[Position identification records]
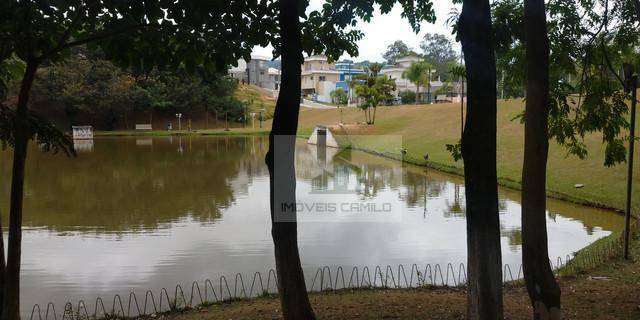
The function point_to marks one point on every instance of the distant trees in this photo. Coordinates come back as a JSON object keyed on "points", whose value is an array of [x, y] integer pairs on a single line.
{"points": [[418, 73], [438, 50], [396, 50], [373, 90], [458, 71]]}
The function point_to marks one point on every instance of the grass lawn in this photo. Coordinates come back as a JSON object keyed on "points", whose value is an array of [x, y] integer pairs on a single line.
{"points": [[610, 291], [427, 129], [258, 99]]}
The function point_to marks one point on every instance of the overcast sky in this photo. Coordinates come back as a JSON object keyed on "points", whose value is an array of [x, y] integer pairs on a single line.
{"points": [[385, 29]]}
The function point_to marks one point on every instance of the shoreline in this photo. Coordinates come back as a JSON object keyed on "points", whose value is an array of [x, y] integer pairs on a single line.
{"points": [[502, 181]]}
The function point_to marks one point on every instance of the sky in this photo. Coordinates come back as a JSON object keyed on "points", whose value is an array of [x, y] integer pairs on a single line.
{"points": [[383, 30]]}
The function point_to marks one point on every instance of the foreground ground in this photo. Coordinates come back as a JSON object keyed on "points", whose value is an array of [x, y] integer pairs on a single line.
{"points": [[610, 291]]}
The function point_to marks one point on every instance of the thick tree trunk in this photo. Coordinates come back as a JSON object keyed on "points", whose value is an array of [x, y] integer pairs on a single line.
{"points": [[11, 295], [541, 285], [479, 154], [429, 87], [461, 107], [3, 267], [280, 161]]}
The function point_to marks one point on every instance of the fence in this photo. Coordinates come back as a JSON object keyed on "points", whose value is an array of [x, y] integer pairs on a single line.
{"points": [[323, 279]]}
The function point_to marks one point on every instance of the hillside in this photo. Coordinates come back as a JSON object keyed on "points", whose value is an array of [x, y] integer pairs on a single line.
{"points": [[427, 129]]}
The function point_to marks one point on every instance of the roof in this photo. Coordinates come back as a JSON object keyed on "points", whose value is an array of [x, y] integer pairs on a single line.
{"points": [[409, 58], [274, 71], [242, 67], [259, 57], [318, 57], [321, 71]]}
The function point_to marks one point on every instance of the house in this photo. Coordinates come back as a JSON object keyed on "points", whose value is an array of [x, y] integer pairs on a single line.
{"points": [[319, 78], [257, 72], [347, 72], [437, 92]]}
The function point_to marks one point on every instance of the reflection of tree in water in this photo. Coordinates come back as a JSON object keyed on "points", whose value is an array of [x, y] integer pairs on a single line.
{"points": [[456, 206], [420, 187], [130, 184], [514, 237]]}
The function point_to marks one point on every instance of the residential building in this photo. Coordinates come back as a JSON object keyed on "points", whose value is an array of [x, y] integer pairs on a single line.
{"points": [[437, 92], [319, 78], [257, 72]]}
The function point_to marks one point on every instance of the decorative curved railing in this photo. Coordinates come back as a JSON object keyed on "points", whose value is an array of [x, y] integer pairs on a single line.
{"points": [[323, 279]]}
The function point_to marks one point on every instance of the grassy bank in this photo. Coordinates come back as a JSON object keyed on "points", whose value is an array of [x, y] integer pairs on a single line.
{"points": [[609, 291], [427, 130]]}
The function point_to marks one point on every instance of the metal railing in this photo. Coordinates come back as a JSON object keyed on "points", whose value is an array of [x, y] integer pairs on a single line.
{"points": [[323, 279]]}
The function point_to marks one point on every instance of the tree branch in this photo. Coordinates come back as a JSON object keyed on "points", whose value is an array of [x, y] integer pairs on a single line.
{"points": [[95, 37]]}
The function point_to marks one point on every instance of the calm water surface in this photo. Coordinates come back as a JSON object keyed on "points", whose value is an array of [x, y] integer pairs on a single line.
{"points": [[145, 213]]}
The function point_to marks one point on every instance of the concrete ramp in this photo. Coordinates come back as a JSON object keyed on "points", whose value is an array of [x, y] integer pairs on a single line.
{"points": [[322, 136]]}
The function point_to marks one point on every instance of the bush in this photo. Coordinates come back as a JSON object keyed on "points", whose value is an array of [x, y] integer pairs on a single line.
{"points": [[407, 96]]}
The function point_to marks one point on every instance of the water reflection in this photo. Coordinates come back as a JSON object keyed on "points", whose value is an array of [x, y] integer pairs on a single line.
{"points": [[143, 213]]}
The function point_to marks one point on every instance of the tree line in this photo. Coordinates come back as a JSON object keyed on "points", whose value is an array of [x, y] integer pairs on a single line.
{"points": [[185, 35]]}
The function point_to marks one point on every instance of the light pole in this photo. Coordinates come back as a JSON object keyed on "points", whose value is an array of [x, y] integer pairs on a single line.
{"points": [[261, 110], [631, 84], [179, 116]]}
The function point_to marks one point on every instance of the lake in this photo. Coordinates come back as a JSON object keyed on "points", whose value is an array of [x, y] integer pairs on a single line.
{"points": [[142, 213]]}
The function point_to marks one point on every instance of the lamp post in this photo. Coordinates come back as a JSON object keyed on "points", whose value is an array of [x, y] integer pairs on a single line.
{"points": [[261, 110], [631, 84], [179, 116]]}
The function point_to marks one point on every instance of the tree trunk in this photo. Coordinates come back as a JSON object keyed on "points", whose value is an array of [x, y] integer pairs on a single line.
{"points": [[11, 303], [280, 161], [484, 260], [3, 267], [461, 107], [543, 290]]}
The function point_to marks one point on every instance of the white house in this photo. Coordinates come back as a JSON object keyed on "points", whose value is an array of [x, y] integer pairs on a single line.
{"points": [[319, 78]]}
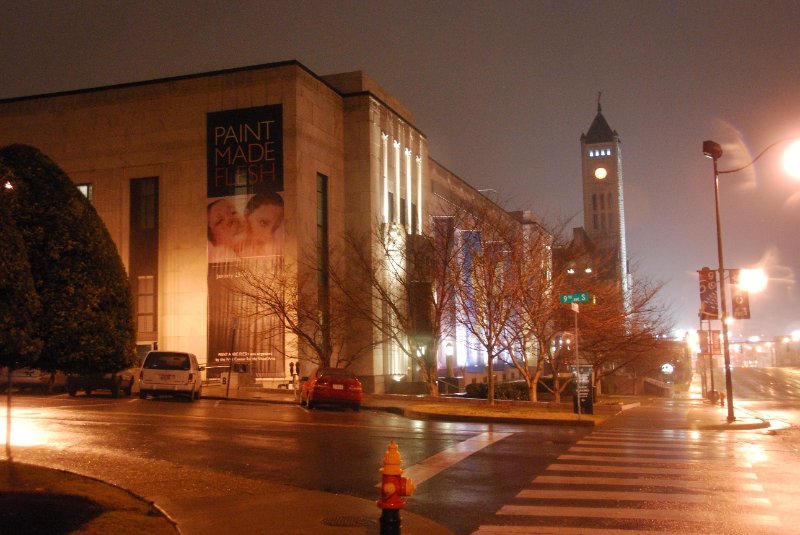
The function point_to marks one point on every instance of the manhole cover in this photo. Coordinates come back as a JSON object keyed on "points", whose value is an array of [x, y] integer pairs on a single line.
{"points": [[349, 521]]}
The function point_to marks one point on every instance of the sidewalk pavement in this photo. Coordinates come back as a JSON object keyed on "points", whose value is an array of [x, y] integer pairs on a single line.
{"points": [[274, 508], [703, 415]]}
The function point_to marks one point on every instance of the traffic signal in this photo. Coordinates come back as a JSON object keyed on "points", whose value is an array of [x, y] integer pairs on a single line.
{"points": [[740, 299]]}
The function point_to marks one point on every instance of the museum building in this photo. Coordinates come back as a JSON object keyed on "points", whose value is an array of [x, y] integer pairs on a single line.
{"points": [[263, 164]]}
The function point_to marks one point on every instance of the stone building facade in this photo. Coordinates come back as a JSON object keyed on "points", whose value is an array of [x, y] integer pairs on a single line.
{"points": [[167, 163]]}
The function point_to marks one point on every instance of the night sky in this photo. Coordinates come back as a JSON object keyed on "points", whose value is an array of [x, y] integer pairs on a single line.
{"points": [[503, 91]]}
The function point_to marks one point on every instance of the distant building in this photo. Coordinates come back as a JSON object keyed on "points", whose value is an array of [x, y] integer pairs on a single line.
{"points": [[598, 249]]}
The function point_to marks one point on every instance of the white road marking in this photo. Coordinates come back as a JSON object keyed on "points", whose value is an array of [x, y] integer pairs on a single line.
{"points": [[639, 514], [431, 466], [641, 496], [631, 459], [645, 482], [552, 530], [721, 473]]}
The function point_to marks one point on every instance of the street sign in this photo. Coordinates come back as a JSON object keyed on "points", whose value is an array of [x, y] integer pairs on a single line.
{"points": [[582, 297]]}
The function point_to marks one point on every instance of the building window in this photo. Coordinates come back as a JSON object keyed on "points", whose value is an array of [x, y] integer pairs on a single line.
{"points": [[143, 262], [145, 305], [323, 261], [86, 190]]}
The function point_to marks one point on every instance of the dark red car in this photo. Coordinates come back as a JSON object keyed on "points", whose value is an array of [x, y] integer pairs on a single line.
{"points": [[335, 386]]}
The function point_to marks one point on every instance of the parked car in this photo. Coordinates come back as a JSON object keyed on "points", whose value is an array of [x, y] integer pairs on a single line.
{"points": [[31, 379], [335, 386], [170, 373], [114, 382]]}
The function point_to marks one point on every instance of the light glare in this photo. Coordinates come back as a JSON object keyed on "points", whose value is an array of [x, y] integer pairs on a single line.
{"points": [[753, 280], [791, 160]]}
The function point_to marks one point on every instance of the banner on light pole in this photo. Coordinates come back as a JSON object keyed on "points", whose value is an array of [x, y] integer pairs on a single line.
{"points": [[709, 302]]}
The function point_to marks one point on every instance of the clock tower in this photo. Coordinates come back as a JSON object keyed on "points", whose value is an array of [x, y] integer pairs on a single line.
{"points": [[603, 206]]}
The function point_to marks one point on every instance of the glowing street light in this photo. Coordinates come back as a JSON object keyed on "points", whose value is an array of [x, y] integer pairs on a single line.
{"points": [[713, 150], [753, 280], [791, 160]]}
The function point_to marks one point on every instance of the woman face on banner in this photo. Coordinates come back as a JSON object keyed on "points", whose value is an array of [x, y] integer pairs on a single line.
{"points": [[226, 227], [264, 215]]}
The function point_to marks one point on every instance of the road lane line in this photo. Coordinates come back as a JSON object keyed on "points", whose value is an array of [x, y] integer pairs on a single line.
{"points": [[431, 466]]}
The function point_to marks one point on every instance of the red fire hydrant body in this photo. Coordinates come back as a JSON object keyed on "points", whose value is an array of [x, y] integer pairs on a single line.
{"points": [[394, 490]]}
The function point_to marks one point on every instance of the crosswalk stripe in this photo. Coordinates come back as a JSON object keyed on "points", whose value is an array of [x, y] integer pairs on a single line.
{"points": [[642, 443], [641, 496], [638, 514], [645, 482], [722, 472], [632, 459], [634, 477], [637, 450], [551, 530]]}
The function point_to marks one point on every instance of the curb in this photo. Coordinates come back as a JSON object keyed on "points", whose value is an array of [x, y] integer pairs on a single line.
{"points": [[417, 415]]}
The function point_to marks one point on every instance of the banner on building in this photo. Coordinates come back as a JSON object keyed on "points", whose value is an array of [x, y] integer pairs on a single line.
{"points": [[245, 219], [709, 308]]}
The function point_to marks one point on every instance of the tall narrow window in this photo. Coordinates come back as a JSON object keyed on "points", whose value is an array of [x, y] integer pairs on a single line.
{"points": [[323, 259], [143, 257], [86, 189]]}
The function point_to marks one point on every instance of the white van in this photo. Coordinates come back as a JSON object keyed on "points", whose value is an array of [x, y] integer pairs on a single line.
{"points": [[170, 373]]}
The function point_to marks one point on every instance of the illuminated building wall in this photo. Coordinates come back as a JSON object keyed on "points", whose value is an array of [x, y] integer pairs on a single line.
{"points": [[185, 143]]}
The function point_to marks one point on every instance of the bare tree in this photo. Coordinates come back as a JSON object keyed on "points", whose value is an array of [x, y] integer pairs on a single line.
{"points": [[617, 330], [404, 289], [316, 320], [486, 283]]}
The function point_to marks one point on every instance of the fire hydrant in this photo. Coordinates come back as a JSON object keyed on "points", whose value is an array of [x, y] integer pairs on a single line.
{"points": [[394, 489]]}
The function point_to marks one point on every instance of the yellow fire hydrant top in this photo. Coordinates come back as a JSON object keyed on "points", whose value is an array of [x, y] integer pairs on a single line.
{"points": [[392, 461]]}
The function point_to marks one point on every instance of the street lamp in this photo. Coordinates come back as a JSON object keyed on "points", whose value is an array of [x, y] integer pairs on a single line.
{"points": [[713, 150]]}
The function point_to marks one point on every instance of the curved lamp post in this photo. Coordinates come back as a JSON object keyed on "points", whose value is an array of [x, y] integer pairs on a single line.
{"points": [[713, 150]]}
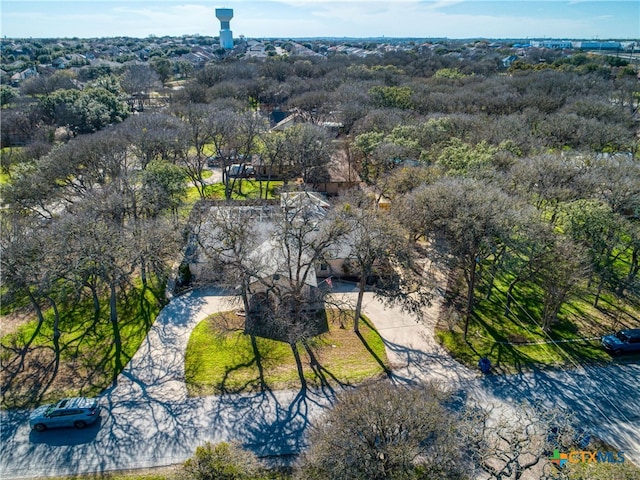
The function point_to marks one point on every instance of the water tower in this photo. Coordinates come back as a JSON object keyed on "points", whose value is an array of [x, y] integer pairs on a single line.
{"points": [[226, 36]]}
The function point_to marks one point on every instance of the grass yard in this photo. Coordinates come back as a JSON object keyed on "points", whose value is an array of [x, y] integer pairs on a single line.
{"points": [[87, 357], [221, 358], [516, 343]]}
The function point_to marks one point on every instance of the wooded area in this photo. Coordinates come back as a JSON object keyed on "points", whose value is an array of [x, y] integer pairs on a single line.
{"points": [[524, 180]]}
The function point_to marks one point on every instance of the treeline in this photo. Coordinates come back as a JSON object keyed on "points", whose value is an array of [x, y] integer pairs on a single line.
{"points": [[530, 173]]}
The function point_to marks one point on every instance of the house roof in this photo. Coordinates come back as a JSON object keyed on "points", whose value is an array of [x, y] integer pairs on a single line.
{"points": [[272, 260]]}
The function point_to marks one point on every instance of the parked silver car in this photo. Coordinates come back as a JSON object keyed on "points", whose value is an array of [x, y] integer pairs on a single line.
{"points": [[624, 341], [70, 412]]}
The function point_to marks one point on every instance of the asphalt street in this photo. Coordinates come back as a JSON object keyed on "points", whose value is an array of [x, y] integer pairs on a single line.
{"points": [[148, 420]]}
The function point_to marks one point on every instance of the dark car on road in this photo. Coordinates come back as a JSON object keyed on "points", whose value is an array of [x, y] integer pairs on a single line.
{"points": [[70, 412], [624, 341]]}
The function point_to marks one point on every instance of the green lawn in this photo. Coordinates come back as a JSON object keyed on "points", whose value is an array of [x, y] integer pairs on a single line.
{"points": [[87, 358], [221, 358], [516, 342]]}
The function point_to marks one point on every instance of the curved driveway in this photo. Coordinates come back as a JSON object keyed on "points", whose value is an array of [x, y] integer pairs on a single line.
{"points": [[148, 420]]}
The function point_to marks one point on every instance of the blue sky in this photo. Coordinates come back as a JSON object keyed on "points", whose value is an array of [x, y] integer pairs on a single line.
{"points": [[313, 18]]}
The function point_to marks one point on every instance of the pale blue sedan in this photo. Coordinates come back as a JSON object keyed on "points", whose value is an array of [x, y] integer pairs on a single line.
{"points": [[75, 412]]}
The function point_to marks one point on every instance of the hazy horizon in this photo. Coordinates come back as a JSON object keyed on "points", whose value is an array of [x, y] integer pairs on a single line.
{"points": [[305, 19]]}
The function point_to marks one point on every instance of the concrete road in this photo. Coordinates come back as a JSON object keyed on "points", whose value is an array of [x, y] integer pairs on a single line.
{"points": [[148, 420]]}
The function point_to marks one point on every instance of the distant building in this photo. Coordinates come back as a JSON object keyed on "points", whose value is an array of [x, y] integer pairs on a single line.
{"points": [[600, 45], [226, 36]]}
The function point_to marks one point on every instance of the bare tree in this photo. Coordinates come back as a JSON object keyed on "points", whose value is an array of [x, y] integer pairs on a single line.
{"points": [[517, 440], [385, 431], [472, 218], [381, 252]]}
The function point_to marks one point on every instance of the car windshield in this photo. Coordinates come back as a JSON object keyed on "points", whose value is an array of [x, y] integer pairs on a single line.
{"points": [[622, 336]]}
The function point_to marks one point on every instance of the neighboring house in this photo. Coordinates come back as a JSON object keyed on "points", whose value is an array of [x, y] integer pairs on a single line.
{"points": [[272, 263]]}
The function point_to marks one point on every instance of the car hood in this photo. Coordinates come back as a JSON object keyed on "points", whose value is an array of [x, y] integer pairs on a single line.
{"points": [[40, 411], [612, 340]]}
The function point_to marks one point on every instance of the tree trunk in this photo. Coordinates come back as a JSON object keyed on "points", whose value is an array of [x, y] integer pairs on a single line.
{"points": [[471, 284], [361, 288], [296, 355], [117, 340], [56, 336]]}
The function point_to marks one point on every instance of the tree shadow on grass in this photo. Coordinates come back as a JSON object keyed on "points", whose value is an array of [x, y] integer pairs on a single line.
{"points": [[383, 365]]}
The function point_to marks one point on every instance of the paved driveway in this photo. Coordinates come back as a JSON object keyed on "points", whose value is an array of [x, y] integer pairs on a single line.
{"points": [[148, 419]]}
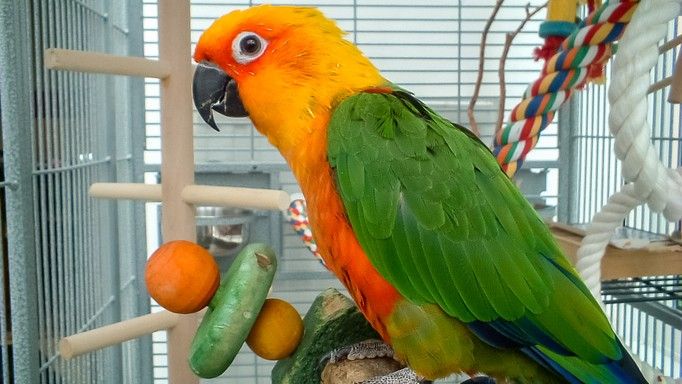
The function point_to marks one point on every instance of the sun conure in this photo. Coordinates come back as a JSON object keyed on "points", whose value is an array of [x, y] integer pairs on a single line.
{"points": [[439, 249]]}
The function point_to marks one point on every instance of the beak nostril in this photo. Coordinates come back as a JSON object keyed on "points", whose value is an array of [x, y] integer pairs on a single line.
{"points": [[214, 90]]}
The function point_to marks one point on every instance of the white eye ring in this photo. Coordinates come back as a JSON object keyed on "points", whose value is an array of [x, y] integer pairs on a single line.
{"points": [[247, 47]]}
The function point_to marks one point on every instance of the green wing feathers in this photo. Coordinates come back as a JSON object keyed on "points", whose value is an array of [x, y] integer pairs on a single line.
{"points": [[441, 222]]}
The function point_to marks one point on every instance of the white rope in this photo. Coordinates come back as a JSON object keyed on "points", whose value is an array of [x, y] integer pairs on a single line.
{"points": [[649, 180]]}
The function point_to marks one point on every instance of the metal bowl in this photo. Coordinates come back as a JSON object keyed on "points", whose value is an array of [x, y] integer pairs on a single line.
{"points": [[223, 231]]}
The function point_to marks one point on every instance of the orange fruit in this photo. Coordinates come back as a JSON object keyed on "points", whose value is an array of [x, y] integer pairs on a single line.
{"points": [[182, 276], [277, 331]]}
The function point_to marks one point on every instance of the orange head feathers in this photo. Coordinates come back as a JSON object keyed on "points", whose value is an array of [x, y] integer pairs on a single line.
{"points": [[291, 65]]}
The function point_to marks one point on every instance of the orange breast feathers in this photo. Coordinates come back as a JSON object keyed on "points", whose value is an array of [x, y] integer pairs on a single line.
{"points": [[336, 240]]}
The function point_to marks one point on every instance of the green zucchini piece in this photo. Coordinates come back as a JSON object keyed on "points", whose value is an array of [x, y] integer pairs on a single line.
{"points": [[232, 311]]}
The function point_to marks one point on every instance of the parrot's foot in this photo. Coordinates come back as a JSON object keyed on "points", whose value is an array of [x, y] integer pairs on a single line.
{"points": [[403, 376], [368, 349], [480, 380]]}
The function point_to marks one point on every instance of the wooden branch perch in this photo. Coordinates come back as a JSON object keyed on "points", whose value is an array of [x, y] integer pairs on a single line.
{"points": [[481, 66], [508, 39]]}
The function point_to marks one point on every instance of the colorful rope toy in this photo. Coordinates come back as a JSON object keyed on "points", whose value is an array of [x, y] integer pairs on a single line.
{"points": [[298, 218], [564, 72]]}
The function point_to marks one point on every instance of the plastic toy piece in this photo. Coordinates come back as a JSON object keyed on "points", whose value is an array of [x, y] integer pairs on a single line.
{"points": [[233, 311]]}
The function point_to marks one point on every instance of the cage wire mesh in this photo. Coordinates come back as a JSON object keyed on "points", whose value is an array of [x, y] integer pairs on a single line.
{"points": [[87, 252]]}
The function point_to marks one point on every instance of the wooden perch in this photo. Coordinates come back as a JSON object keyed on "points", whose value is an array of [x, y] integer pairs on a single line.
{"points": [[81, 61], [508, 39], [116, 333], [481, 68], [652, 260]]}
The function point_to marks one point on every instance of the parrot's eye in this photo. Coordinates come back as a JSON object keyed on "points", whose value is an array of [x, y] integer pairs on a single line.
{"points": [[248, 46]]}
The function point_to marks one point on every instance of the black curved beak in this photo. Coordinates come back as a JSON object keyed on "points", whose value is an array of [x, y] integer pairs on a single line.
{"points": [[214, 90]]}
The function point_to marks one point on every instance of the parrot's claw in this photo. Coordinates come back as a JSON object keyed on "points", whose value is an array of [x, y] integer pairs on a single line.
{"points": [[368, 349], [403, 376], [480, 380]]}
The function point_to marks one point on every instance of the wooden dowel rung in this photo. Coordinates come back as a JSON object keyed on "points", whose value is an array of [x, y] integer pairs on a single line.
{"points": [[236, 197], [81, 61], [80, 343]]}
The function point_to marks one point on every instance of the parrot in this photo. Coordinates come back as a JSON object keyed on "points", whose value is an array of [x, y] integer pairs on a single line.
{"points": [[441, 252]]}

• What the exercise asks
Write out the lines above, starting at the line that contains "of the black" and ending with the final line, and nothing else; copy them exactly.

• Correct output
The function point_to marks one point on every instance of the black curved beak in this photo. Coordinates come back as a JSON object keyed on "points", whose value is an array of [x, y] integer pairs on a single line.
{"points": [[214, 90]]}
The function point_to marks one point on every instance of the parrot's claw in this photo. Coordinates come back as a JSON object keyed on "points", whose value is an array of [x, y] integer pairs on a single line.
{"points": [[368, 349], [403, 376], [480, 380]]}
The function point_to marks one point on every instance of the wooden dowel rung in this photo. Coordinates come back as a JSON object keyed on "points", whose value is an array of [x, y] integer pairs on a single line.
{"points": [[236, 197], [81, 61], [80, 343]]}
The function point_to marks one point on every instance of the parrot in this photo. Coordinates come back as a JSON object keyed on "points", whose value is an array of [x, y] integer pairs on a single line.
{"points": [[441, 252]]}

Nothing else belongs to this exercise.